* _Exercise_:
Resume the passage on vitamin D and immunity in respiratory infections, picking up right after its final sentence.

* _Extract provided_:
════════

Moreover, some earlier reports highlighted that severe vitamin D deficiency was associated with poor prognosis in respiratory diseases. Due to this circumstantial evidence and its immune-boosting effects, physicians worldwide started prescribing vitamin D supplements to exposed and infected people.
Lower vitamin D, more disease severity
Similarly, a review published in 2021 found that patients with lower vitamin D levels are 1.64% more likely to contract the COVID-19 disease. Another study in the same year found that patients having a vitamin D level of 50 nmol/L or lower are 2.42 times more likely to develop severe disease. Remember that the most common circulating form of vitamin D is 25-hydroxyvitamin-d (25(OH)D) and according to the National Institute of Health (NIH), a serum concentration of 75-125 nmol/L is ideal. The values beyond 125 nmol/L may reflect vitamin d toxicity.
Vitamin D supplements protect your lungs.
Additionally, the increased production of pro-inflammatory cytokines in the form of a cytokine storm causes damage to the lung tissues resulting in respiratory failure in vitamin D deficient patients. Vitamin D comes to your rescue by converting these pro-inflammatory cytokines to anti-inflammatory cytokines, thus reducing lung damage in respiratory viral infections.
A study conducted on 107 patients in 2020 found that the vitamin D status of the patients who were positive for COVID-19 was poorer than that of people who tested negative.
Vitamin D and the immune system
A vitamin D supplement is used in acute respiratory tract infections because of its immune-stimulating effects.
Its effects on your immune system are:
- The innate immune system cells (B cells, T cells, etc...) have receptors for Vitamin D, and it is essential for their functioning. Remember that these cells constitute your first line of defence against infections.
- Vitamin D also protects you from autoimmunity, a condition in which your defence cells attack your body. Vitamin D deficiency is linked with an increased risk of autoimmune diseases.
- Vitamin D also helps in establishing infections. Before discovering antibiotics, cod liver oil, a rich source of vitamin D, was used to treat tuberculosis patients.
Although vitamin D's immunity-boosting and anti-inflammatory properties are well known, they also appear to have antiviral properties. So, besides stimulating your immunity, it will also restrict the multiplication of the viruses.

════════

* _Data section_:

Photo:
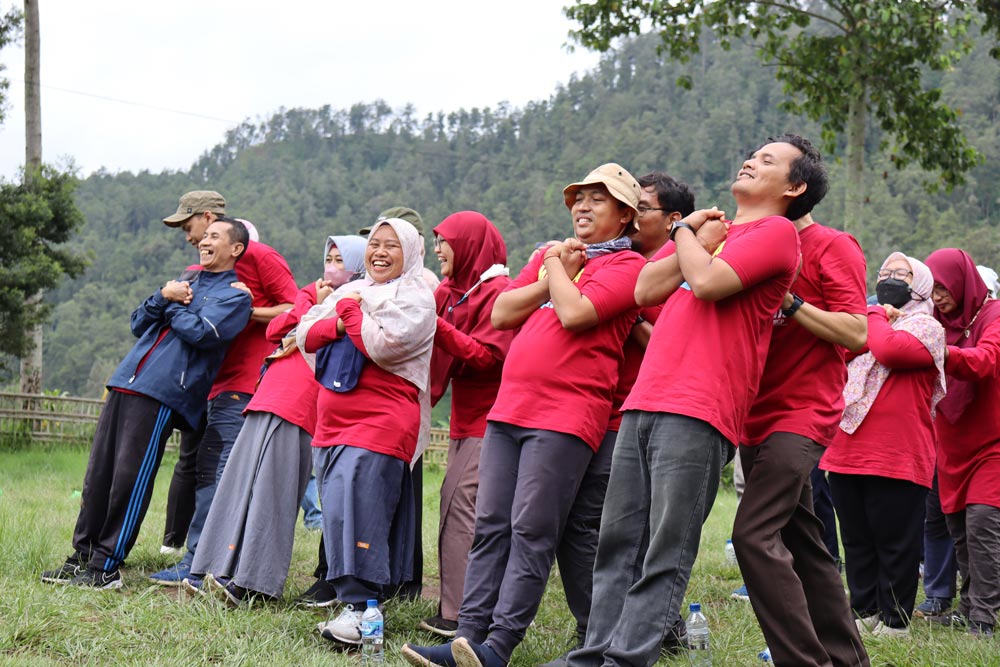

════════

* _Expected answer_:
Would vitamin D alone suffice for COVID?
If vitamin D is so helpful in COVID-19, why is the world so worried about it? It is because taking vitamin D alone would not be enough. You have to take various other immune response regulators. So it will just help your body cope with the stress and will not serve as a substitute for a vaccine.
So, it could be concluded that although vitamin D alone can't help you with COVID-19, it can lessen the disease severity and help you to avoid complications. Therefore, it would be worthwhile to take the advice of your healthcare provider about vitamin D supplementation if exposed to COVID-19.
How much vitamin D should be taken regularly?
Your healthcare provider may recommend you undergo a blood test to determine your level of vitamin D. Most supplements are designed to deliver a daily dose of 8.5-10 mcg (about 400 international units) of vitamin D per day. However, if your serum vitamin D levels are too low, your physician may recommend you take more vitamin D.
See our vitamin D supplement here.
Although no cure for COVID-19 was available initially, the researchers noted that the incidence of the disease is considerably higher in people who have a poor vitamin D status. Consequently, adequate vitamin D status is recommended for a better prognosis in COVID-19.
Research has highlighted that vitamin D deficiency can increase the occurrence of cytokine storms and reduce the severe complications of COVID-19 disease. So consider vitamin D supplementation to your diet to boost your immunity.